Your objective:
Each line of the data below holding the word "this" must be copied.

Point localization data:
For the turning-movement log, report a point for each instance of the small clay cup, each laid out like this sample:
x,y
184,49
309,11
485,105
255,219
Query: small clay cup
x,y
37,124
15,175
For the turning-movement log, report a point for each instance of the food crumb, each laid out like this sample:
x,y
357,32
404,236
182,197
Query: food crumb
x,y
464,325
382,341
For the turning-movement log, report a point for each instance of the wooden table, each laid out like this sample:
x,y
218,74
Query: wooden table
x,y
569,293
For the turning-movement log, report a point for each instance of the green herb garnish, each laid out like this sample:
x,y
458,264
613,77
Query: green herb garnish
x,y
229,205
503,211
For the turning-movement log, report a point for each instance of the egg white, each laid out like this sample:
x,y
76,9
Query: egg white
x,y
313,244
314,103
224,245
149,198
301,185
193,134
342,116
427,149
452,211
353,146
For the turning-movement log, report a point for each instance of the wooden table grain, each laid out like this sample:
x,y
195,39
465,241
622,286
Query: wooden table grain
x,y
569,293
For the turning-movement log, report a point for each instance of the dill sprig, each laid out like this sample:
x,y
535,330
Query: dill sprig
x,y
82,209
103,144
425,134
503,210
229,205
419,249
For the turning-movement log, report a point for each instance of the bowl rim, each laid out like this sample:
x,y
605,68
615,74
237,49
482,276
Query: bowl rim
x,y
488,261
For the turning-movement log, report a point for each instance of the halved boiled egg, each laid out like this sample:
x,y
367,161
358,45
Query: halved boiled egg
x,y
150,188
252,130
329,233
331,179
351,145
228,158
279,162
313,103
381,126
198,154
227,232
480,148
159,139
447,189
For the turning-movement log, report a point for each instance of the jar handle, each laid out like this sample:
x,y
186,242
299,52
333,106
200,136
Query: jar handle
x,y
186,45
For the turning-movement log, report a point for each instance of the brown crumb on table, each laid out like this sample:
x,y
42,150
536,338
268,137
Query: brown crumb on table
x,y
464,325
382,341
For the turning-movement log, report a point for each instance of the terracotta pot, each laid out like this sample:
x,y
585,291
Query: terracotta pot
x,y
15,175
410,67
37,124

Reply to the task:
For the turning-movement log, report a point for each instance of the small clay cup, each laid out like this sample:
For the turning-movement log, report a point for each instance of the food crumb, each laid out like this sample:
For the turning-movement log, report a point for each instance of the wooden table, each laid out like this sample:
For the turning-movement log, report a point for each instance of the green herb garnish, each laid out like this sample:
For the turning-movement log, report a point for each instance of the egg white, each laid out like this sample:
For the turning-movement log, report a point for each instance of the wooden table grain, each laid out like this sample:
For the turning-movement log, report a point for each instance of the dill sprig, each laid out like this sample:
For the turning-movement log, report a point for each instance of the bowl rim, each laid out like this sample:
For the turning-movement log, report a point for each instance of the halved boiled egg, each laid out like this sample:
For the turning-movement log, report a point for each instance of the jar handle, each laid out like this sample:
For the turning-movement log, report a point for each instance of the brown crumb on table, each laid out like this sample:
For the turning-movement log, report a point for each instance of the terracotta pot, each laid out like this sample:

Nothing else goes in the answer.